HOW TO COMPLETE THIS TASK: Nothing in the entries may change when you repeat them, and no images may appear.

EXERCISE MATERIAL:

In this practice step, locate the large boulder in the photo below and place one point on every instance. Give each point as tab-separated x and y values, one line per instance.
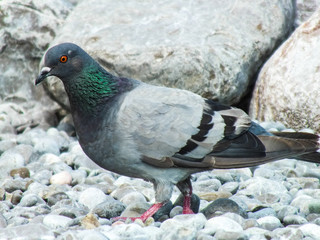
211	47
304	10
288	87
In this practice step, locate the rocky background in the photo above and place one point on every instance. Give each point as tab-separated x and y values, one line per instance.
260	55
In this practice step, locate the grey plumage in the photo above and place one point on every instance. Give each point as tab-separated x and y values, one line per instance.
160	134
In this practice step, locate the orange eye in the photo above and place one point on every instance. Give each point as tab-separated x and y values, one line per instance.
63	58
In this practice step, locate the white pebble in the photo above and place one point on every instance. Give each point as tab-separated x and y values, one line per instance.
61	178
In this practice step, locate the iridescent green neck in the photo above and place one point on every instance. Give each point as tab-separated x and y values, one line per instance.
91	89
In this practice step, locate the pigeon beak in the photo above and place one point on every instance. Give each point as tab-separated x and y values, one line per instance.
45	72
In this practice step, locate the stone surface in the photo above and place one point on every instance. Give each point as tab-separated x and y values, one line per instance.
310	230
31	231
109	208
203	46
269	223
56	221
26	31
304	10
60	178
221	223
287	90
91	197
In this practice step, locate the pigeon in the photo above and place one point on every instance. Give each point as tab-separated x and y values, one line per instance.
162	135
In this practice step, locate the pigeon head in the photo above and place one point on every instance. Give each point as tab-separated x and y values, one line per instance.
64	61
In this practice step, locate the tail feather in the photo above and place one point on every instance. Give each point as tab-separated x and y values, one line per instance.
302	146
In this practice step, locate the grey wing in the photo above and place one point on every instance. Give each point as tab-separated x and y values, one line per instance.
176	127
159	120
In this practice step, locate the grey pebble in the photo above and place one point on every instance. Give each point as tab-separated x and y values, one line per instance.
231	187
269	223
294	219
30	200
264	212
221	206
56	221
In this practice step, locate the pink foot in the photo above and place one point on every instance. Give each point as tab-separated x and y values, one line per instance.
149	213
187	204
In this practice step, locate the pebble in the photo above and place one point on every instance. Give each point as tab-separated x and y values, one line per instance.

SOLUTION:
In this practice step, locate the large boulder in the photo below and place one point on every instance. Give each point as tab-separated x and y values, one line per instance.
211	47
304	10
288	87
In this practice step, locate the rocky background in the photo above and place one point on every instance. Give each point as tab-separated x and y values, one line per instance.
260	55
In this practice step, locate the grey plumage in the photo above and place one point on every instance. Give each point as tab-separated x and y values, one line per instance.
160	134
In this practice step, locate the orange eye in the photo above and place one point on every instance. Give each point as tab-separated x and y values, one line per instance.
63	58
In this practice step, locate the white pebble in the photo above and place one point on every instance. Give each point as tab-separated x and y values, one line per instance.
61	178
In this practice step, locate the iridescent green neck in the photo above and place one point on every instance. Give each point as tab-separated x and y values, one line per instance.
91	89
In this practice step, locate the pigeon beak in the photo above and place one point on every instance. Give each point as tab-separated x and y values, one line per instance.
45	72
In this practice step, locate the stone surface in the photo above and place one point on every instance. Give each point as tab-separated x and y values, one line per instance.
310	230
31	231
109	208
203	46
269	223
56	221
26	31
304	10
60	178
221	223
287	90
91	197
In this practice step, locate the pigeon in the photo above and place one point on every instance. Give each point as tab-separated x and y values, one line per instance.
162	135
In this practice step, locate the pigeon head in the photo above and place one point on every instance. Give each point as tab-separated x and y values, one line per instance.
64	61
In this practice step, locate the tail feather in the photo above and place one point on every instance. Give each point as tab-separated x and y values, one line per instance.
302	146
In this practice step, locate the grey wing in the photo above and place one point on every instance. Give each point as tab-separated x and y values, one line per instance.
176	127
159	120
In this practice step, locate the grey pebble in the photo above and place one point on every instance. Give each point as tab-separated x and y values, one line per instance.
231	187
269	223
294	219
30	200
264	212
221	206
56	221
In this practice step, locate the pink foot in the photo above and place one point on every instance. Give each point as tab-separated x and y values, one line per instance.
149	213
187	204
In this practice step, locate the pebble in the photo above and place one point on every instance. Give each point as tab-separated x and y values, one line per instance.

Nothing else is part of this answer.